** start Working data **
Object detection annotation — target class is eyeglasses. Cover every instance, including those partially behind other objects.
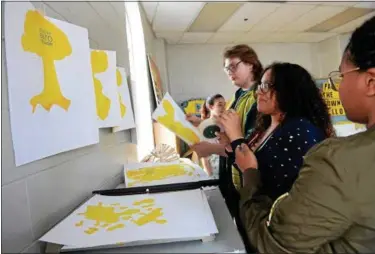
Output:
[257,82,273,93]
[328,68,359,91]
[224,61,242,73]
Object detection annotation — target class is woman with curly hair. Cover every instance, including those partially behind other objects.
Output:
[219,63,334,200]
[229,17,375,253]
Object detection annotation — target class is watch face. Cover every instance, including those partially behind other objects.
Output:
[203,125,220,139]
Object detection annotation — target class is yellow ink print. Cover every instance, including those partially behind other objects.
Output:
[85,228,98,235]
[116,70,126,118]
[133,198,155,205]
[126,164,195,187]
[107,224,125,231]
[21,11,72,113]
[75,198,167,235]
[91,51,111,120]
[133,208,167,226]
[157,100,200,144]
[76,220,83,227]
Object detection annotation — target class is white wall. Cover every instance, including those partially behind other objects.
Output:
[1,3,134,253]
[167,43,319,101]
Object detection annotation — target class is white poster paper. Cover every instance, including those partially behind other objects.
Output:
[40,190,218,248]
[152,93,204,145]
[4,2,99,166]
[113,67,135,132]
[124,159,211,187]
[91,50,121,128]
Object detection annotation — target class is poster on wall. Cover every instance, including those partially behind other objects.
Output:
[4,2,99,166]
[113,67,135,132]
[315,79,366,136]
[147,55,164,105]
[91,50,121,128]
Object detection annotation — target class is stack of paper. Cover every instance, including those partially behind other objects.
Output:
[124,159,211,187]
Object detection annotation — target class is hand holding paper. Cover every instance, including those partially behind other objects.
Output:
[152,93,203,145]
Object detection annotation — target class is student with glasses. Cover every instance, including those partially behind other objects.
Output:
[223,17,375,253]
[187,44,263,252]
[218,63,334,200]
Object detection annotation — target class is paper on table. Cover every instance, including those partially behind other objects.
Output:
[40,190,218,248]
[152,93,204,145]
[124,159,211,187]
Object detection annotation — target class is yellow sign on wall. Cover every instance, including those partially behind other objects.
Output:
** end Working data **
• _Given problem_
Lay out the records from the line containing "Object detection annotation — target class is hand" through the line containing "[218,63,334,200]" as a two-column CSV with the headers instruction and output, one row per record. Put each field in double quotes and replace line breaks with spaces.

• _Task answer_
instruction,output
"Object detection annotation — target class is hand holding paper. Cover every instance, including those partially behind other objects. Output:","[152,93,203,145]"
"Object detection annotation — target class is student with glasses. Cover every instance, including those partially behind other objects. Output:","[223,17,375,253] [187,44,263,252] [218,63,334,200]"